**DOCUMENT PASSAGE**
= = = = = = =

Fifty years ago, in my boyhood, a guy who blew out a mitral valve was sent home to sit in a sunny corner and play cribbage until congestive heart failure swept him away. Open-heart surgery was big news. One of the pioneers was C. Walton Lillehei at the University of Minnesota, a local celebrity on the order of Dr. Albert Schweitzer. The operations were enormously expensive, the survival rate around 50%, and Minnesota has always had plenty of finger waggers to remind you that all that money spent to repair that fat man's aorta could have bought nourishing breakfasts for X number of orphans. But Doc Lillehei was surrounded with innocent kids with congenital heart defects, and nobody said boo.
I am one of those innocent kids, except I'm 58. I've always had a slight heart murmur, inherited from my flinty ancestors, and when the valve came loose at the moorings, there wasn't much doubt about it. So my wife drove me to the Mayo Clinic, and they wheeled me into a bright blue industrial room and put a mask over my face, and I took a breath, and it was eight hours later.
Heart surgery is an artistic performance to benefit an audience that is sound asleep at the time. A man you've met only once slices open your chest so your heart can be stopped and chilled so a loose flap in your mitral valve can be sewn up. No big deal when it goes right, which, with an ace surgeon, it should.
A couple of days later, I'm in bed trying to inhale air through a blue plastic tube so as to raise a white plastic disc up past the 3,000-ml level. It's a version of the high-striker booth at the state fair meant to clear the lungs. The prize is a fit of coughing, which is good for your lungs and which feels like you're taking machine-gun rounds in the chest. But I keep making progress, not wanting to let down my buddies in the ward.
The inhalator gizmo was explained to me by a lovely young nurse in a blue uniform with a pager clipped to her collar. She bent down to show me how it works, and the weight of the pager opened a fabulous landscape of tanned young breasts and gleaming white brassiere. I gazed in and realized that my libidinous urge had shrunk to something akin to my urge to play croquet.

= = = = = = =

**INFORMATION PROVIDED**
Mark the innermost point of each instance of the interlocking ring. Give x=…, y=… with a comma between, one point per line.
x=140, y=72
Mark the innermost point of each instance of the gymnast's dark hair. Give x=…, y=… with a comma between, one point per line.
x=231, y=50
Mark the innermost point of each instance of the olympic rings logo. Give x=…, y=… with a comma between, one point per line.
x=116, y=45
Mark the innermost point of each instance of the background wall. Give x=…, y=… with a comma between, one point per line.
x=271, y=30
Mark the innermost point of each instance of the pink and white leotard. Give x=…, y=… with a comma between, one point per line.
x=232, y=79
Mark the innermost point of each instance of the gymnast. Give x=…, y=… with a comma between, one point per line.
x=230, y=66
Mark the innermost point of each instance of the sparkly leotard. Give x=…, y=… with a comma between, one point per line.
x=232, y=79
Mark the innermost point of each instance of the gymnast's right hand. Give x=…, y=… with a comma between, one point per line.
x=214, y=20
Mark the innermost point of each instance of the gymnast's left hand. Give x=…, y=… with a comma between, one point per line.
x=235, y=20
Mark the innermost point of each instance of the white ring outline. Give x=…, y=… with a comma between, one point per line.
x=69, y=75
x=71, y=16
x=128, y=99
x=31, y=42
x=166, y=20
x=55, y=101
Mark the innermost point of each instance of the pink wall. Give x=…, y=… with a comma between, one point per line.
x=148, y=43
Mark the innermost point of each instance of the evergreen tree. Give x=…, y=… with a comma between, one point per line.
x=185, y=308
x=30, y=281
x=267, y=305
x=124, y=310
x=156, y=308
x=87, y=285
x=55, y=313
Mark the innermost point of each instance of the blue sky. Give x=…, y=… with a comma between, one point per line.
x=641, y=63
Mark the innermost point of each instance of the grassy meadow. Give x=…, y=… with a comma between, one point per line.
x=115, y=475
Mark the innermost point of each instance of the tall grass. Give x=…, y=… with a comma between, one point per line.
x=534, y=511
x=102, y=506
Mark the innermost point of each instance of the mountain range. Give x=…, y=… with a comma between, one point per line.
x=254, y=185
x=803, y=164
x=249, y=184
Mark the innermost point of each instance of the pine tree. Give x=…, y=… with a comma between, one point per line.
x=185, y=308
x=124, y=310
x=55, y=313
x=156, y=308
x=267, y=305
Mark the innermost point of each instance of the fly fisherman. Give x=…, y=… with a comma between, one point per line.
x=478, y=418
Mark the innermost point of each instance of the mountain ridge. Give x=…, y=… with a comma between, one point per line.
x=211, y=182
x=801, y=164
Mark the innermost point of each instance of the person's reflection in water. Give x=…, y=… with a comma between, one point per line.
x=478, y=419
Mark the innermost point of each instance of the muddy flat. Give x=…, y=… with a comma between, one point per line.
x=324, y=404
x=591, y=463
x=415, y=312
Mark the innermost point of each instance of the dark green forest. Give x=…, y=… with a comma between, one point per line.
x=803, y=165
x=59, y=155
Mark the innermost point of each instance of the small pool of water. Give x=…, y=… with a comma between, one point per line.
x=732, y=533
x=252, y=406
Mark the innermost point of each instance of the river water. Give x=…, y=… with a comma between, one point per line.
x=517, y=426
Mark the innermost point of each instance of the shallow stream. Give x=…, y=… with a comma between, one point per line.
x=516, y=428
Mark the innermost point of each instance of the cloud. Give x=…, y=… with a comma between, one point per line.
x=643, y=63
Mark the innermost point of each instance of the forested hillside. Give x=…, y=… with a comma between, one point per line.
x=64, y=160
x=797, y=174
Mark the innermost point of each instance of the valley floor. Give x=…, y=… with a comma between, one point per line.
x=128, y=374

= = = = = = =

From the heart surgery passage, return word for word the part starting at "A couple of" and ending at "to play croquet.".

**WRITTEN RESPONSE**
A couple of days later, I'm in bed trying to inhale air through a blue plastic tube so as to raise a white plastic disc up past the 3,000-ml level. It's a version of the high-striker booth at the state fair meant to clear the lungs. The prize is a fit of coughing, which is good for your lungs and which feels like you're taking machine-gun rounds in the chest. But I keep making progress, not wanting to let down my buddies in the ward.
The inhalator gizmo was explained to me by a lovely young nurse in a blue uniform with a pager clipped to her collar. She bent down to show me how it works, and the weight of the pager opened a fabulous landscape of tanned young breasts and gleaming white brassiere. I gazed in and realized that my libidinous urge had shrunk to something akin to my urge to play croquet.